課題 A: 下にある正しさについての文章を、手を加えずに全文抜き出すこと。

抜粋:

正しさを考える|2021年3月に読んだ本
人が「正しさ」「正解」「正義」の言葉を口にするとき、「想像力」には注意が必要です。なぜなら、人や環境によって「何が正しいと信じているか」はそれぞれ違うからです。
話題の「教え魔」は、正しさの押し付けから生まれます。経験を積むと、知識が増えて、色んなパターンに対処してきたから、ある程度新しいことにも動揺しなくなるんですよね。だから、初心者や歳下の人がしていることに、つい「自分の正解」を教えてしまう。それが相手にとっては「的外れな意見の押し付け」に感じることがあるから、「教え魔」と疎まれるわけです。
経験はあくまでも「自分のその時のタイミング」が運良く合っていただけで、他の人にとっては全く役に立たないことがあります。さらに、自分の正しさを押し付けると、失敗しながらも試行錯誤することや誰かに自分から助けを求める機会を相手から奪ってしまいます。
正しさは「常識だから」「昔からそうなっているから」「周りが言っているから」など、時に周囲に流されて盲信的になっている場合があると思います。だから僕は「それはなぜ自分にとって正しいのか」を自身に問い続けたいです。今回はそんな正しさについて考え直す本が多かったです。

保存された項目
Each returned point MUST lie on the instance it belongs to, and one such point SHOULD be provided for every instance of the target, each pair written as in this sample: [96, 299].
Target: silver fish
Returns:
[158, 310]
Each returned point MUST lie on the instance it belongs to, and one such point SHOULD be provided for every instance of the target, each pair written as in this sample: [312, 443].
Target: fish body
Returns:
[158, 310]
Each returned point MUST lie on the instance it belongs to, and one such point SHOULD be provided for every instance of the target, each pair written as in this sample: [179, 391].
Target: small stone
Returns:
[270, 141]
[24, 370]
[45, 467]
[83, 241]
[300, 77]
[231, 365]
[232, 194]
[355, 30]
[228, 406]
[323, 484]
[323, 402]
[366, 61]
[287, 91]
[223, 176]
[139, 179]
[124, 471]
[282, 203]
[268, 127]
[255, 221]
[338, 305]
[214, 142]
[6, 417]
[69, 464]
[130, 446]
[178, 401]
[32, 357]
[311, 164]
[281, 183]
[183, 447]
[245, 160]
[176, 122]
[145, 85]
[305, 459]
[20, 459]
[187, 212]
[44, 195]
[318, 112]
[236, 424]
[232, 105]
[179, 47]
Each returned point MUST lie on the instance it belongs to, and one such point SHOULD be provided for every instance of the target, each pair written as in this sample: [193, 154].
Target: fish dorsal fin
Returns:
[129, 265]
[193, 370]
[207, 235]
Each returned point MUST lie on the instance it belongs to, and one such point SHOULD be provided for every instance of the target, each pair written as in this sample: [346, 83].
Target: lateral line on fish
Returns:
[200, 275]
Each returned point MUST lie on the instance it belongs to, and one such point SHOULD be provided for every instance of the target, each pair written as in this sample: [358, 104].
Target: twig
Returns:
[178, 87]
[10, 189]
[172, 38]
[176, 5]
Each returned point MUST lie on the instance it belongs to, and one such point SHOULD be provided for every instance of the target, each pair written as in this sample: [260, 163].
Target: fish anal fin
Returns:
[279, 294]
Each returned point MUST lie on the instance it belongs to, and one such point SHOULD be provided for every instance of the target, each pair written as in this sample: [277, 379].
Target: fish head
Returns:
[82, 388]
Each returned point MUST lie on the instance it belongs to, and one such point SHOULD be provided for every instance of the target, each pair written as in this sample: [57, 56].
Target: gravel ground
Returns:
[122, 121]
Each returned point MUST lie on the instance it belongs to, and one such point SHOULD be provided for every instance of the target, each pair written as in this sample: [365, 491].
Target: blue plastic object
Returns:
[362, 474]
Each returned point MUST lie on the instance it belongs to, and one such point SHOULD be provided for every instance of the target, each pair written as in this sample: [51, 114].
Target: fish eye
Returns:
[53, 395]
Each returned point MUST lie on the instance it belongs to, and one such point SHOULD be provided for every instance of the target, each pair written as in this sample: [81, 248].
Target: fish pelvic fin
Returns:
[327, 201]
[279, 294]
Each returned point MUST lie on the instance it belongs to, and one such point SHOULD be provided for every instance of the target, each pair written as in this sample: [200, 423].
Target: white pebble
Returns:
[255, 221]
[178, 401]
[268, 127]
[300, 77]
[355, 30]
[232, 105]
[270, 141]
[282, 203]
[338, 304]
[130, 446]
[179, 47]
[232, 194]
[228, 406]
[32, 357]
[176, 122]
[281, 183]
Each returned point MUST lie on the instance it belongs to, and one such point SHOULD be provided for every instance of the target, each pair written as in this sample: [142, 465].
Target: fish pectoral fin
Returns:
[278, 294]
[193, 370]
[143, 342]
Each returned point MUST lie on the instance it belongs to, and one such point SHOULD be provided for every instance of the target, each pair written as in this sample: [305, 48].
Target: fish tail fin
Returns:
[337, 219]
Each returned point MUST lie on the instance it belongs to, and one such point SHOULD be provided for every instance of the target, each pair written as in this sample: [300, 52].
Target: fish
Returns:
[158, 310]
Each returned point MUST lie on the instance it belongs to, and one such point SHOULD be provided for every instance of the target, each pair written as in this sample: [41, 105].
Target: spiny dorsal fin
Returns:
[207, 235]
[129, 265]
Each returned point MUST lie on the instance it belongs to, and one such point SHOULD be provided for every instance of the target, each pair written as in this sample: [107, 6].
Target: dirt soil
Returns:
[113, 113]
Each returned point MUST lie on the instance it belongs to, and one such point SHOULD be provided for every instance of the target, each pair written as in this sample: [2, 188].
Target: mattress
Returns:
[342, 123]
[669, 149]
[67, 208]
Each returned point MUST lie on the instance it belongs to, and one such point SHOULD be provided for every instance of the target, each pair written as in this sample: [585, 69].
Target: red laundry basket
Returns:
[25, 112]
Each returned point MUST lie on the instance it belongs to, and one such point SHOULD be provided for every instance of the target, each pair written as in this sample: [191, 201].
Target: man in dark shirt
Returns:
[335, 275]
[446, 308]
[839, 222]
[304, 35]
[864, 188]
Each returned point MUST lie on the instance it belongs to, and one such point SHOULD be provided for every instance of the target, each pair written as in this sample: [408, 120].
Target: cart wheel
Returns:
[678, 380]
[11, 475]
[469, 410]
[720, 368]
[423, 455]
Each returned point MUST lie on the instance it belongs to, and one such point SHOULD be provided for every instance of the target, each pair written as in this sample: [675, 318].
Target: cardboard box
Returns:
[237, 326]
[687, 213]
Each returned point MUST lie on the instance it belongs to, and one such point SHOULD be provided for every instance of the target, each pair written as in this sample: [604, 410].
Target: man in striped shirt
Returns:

課題 B: 上の行のうち「fish」という文字列を含むものを数え、その数だけを答えること。大文字と小文字は区別する。

解答 A:
正しさを考える|2021年3月に読んだ本
人が「正しさ」「正解」「正義」の言葉を口にするとき、「想像力」には注意が必要です。なぜなら、人や環境によって「何が正しいと信じているか」はそれぞれ違うからです。
話題の「教え魔」は、正しさの押し付けから生まれます。経験を積むと、知識が増えて、色んなパターンに対処してきたから、ある程度新しいことにも動揺しなくなるんですよね。だから、初心者や歳下の人がしていることに、つい「自分の正解」を教えてしまう。それが相手にとっては「的外れな意見の押し付け」に感じることがあるから、「教え魔」と疎まれるわけです。
経験はあくまでも「自分のその時のタイミング」が運良く合っていただけで、他の人にとっては全く役に立たないことがあります。さらに、自分の正しさを押し付けると、失敗しながらも試行錯誤することや誰かに自分から助けを求める機会を相手から奪ってしまいます。
正しさは「常識だから」「昔からそうなっているから」「周りが言っているから」など、時に周囲に流されて盲信的になっている場合があると思います。だから僕は「それはなぜ自分にとって正しいのか」を自身に問い続けたいです。今回はそんな正しさについて考え直す本が多かったです。

解答 B: 11